*To be done*.
Gather every line below that contains the string "house" and copy each one in full. Matches must agree in case.

*Entries supplied*.
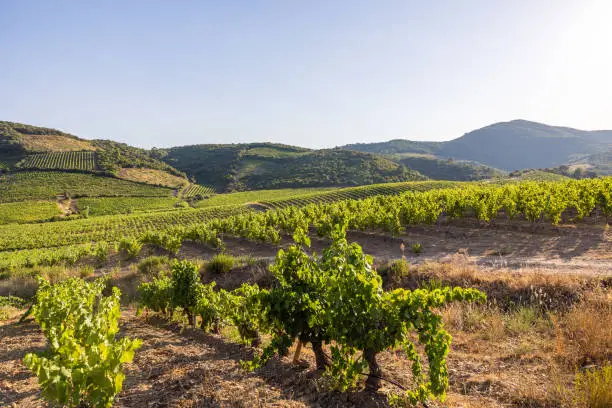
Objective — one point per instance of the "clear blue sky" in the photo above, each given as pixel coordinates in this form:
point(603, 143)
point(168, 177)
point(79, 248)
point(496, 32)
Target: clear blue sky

---

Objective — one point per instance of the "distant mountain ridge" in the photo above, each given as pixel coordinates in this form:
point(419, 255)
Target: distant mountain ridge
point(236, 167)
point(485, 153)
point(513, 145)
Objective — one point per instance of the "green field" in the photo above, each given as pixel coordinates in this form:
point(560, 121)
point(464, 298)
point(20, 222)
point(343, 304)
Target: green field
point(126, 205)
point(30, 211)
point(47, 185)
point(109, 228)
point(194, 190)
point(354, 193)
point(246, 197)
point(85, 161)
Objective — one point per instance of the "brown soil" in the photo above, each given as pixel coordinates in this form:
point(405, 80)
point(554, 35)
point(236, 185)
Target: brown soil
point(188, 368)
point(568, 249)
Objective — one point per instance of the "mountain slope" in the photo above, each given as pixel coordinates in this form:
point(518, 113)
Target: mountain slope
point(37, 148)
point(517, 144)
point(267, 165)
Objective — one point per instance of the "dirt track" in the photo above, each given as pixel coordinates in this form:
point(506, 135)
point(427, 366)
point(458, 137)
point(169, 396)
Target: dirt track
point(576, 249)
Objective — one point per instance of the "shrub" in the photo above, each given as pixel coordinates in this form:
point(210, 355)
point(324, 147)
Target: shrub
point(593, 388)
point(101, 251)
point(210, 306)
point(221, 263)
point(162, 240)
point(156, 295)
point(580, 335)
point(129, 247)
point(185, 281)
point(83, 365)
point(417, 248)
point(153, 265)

==

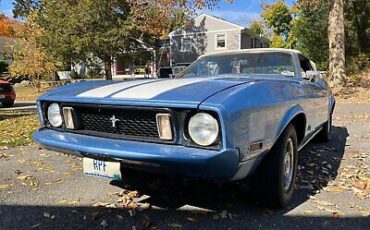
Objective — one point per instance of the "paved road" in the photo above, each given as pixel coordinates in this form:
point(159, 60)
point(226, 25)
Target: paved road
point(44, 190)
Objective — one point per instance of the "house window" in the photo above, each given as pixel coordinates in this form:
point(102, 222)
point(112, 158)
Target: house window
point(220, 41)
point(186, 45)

*The response*.
Objective — one point per instance of the "house window" in the photo above, each given as pixel coordinates in this form:
Target: house window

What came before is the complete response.